---------- Document excerpt ----------

Spacecraft start out clean – as close to germ-free as humans can make them. But after years of use, unused spaces within the walls can become home to unwanted life forms. When NASA joined the Russian space program in its evaluation of the microbial activity aboard the Mir spacecraft, they made some interesting discoveries.
NASA’s plan was to obtain information that would be useful during long-duration missions. Mir had suffered several power outages during its fifteen years in low earth orbit; temperature and humidity had gone well beyond normal levels. In 1998, NASA astronauts were collecting samples from air and surfaces. Imagine their surprise when they opened an obscure service panel in Mir’s Kvant-2 Module and discovered a free-floating mass of water.
“According to the astronauts’ eyewitness reports, the globule was nearly the size of a basketball,” C. Mark Ott, health scientist at Johnson Space Center in Houston, Texas, said. Following a thorough search, several more globules were discovered. The water wasn’t clean, either; two of the blobs were brown and the other was milky white.
Samples taken back to Earth for analysis contained several dozen species of bacteria and fungi, plus some protozoa, dust mites (see photo), and possibly spirochetes. The temperature behind the panels was a toasty 82 degrees Fahrenheit – perfect for microorganisms. Colonies of unwanted organisms were also found growing on rubber gaskets around windows, on space suit components, cable insulations and tubing, on the insulation of copper wires, and on communications devices. In the near future, astronauts won’t need to send out the samples to a lab.

----------

- [Problem requirements]
Reproduce everything in the passage on microbes aboard Mir from "NASA’s plan was" down to "was milky white.", with no changes.

---------- Supplied material ----------

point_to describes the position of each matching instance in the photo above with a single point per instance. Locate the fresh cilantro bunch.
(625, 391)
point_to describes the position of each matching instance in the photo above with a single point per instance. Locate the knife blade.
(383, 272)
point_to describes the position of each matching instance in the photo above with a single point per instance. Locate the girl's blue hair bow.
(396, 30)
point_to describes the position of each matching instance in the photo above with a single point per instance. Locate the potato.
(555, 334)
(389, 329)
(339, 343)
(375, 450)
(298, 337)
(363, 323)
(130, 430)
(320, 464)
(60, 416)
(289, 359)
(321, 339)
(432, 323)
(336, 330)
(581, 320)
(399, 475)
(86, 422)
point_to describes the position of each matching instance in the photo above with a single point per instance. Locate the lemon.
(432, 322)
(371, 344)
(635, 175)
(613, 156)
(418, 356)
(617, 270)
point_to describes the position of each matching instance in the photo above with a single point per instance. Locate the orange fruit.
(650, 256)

----------
---------- Supplied material ----------

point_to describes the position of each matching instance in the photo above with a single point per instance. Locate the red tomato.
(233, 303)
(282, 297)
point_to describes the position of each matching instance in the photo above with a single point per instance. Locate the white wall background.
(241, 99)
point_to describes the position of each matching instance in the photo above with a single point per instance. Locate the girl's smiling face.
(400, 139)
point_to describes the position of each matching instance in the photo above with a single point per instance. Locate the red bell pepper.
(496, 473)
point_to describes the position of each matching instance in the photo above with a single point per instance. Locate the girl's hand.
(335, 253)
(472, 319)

----------

- [Solution for this problem]
NASA’s plan was to obtain information that would be useful during long-duration missions. Mir had suffered several power outages during its fifteen years in low earth orbit; temperature and humidity had gone well beyond normal levels. In 1998, NASA astronauts were collecting samples from air and surfaces. Imagine their surprise when they opened an obscure service panel in Mir’s Kvant-2 Module and discovered a free-floating mass of water.
“According to the astronauts’ eyewitness reports, the globule was nearly the size of a basketball,” C. Mark Ott, health scientist at Johnson Space Center in Houston, Texas, said. Following a thorough search, several more globules were discovered. The water wasn’t clean, either; two of the blobs were brown and the other was milky white.